[Exercise a] Can you write out the position identification rows again, substituting "rear bumper" for "front bumper" throughout, leaving everything else unchanged, and omitting the pictures?

-------- Selected passage --------

Question

A satellite is orbiting extremely close to the surface of a planet of average density $\rho$. The time period of revolution of the satellite depends only on $\rho$ as:

• A. Proportional to $\sqrt{\rho}$
• B. Inversely proportional to $\sqrt{\rho}$
• C. Proportional to $\rho$
• D. Inversely proportional to $\rho$ Correct Answer: (B) Inversely proportional to $\sqrt{\rho}$

Hint:

This reveals an amazing astronomical fact: the orbital period of a surface-skimming satellite is completely independent of the planet's size or radius! Whether it is a small rock or a giant world, if they share the exact same density $\rho$, a low-flying satellite will take the exact same amount of time to complete one full lap. Always remember the shortcut: $\mathbf{T \propto \frac{1}{\sqrt{\rho}}}$.

Answer 1

The Correct Option is B

Step 1: Balance gravity against the turning need.
For a satellite skimming the surface, the orbit radius equals the planet radius $R$. Gravity supplies the turning force: \[ \frac{GMm}{R^2} = \frac{m v^2}{R} \]

Step 2: Write the period.

-------- Rows --------

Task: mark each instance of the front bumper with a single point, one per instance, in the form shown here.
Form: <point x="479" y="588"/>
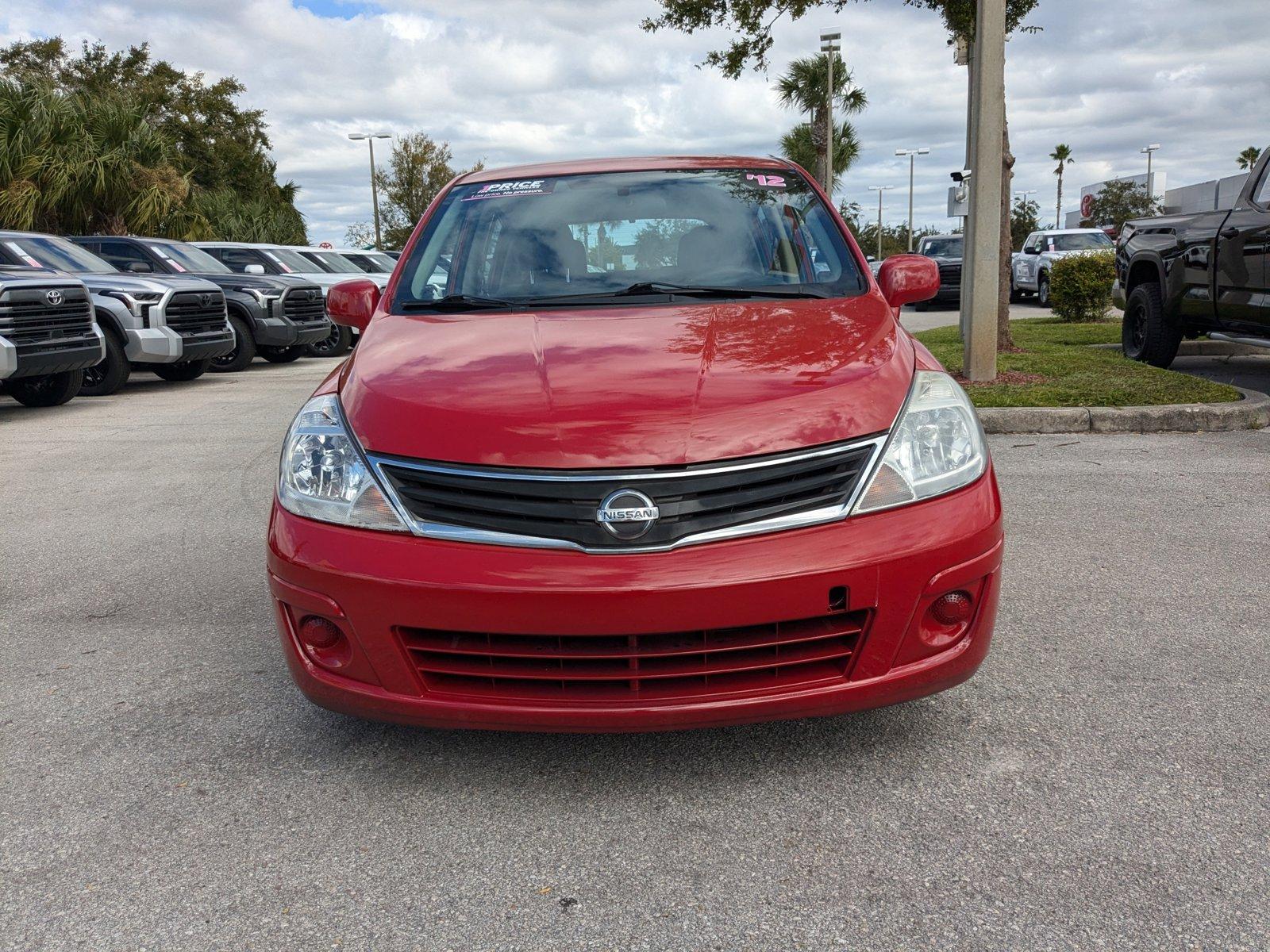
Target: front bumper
<point x="206" y="347"/>
<point x="892" y="564"/>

--------

[Exercise b] Can you continue the worked solution on the period of a satellite orbiting close to a planet's surface from the point where it stops?

[Task response a]
Task: mark each instance of the rear bumper with a single point, one per instance, in the form shown here.
Form: <point x="479" y="588"/>
Target: rear bumper
<point x="206" y="347"/>
<point x="892" y="564"/>

[Task response b]
The period is the time for one lap of length $2\pi R$, so $T = \dfrac{2\pi R}{v}$. Solving the balance above for $v$ and putting it in gives \[ T = 2\pi\sqrt{\frac{R^3}{GM}} \]

Step 3: Replace mass using density.
A solid planet has mass $M = \rho\times\tfrac{4}{3}\pi R^3$. Putting this in: \[ T = 2\pi\sqrt{\frac{R^3}{G\,\tfrac{4}{3}\pi R^3\rho}} \]

Step 4: Cancel and read the pattern.
The $R^3$ on top and bottom cancel, leaving \[ T = \sqrt{\frac{3\pi}{G\rho}} \] So $T$ depends only on density, and $T \propto \dfrac{1}{\sqrt{\rho}}$, which is option (B).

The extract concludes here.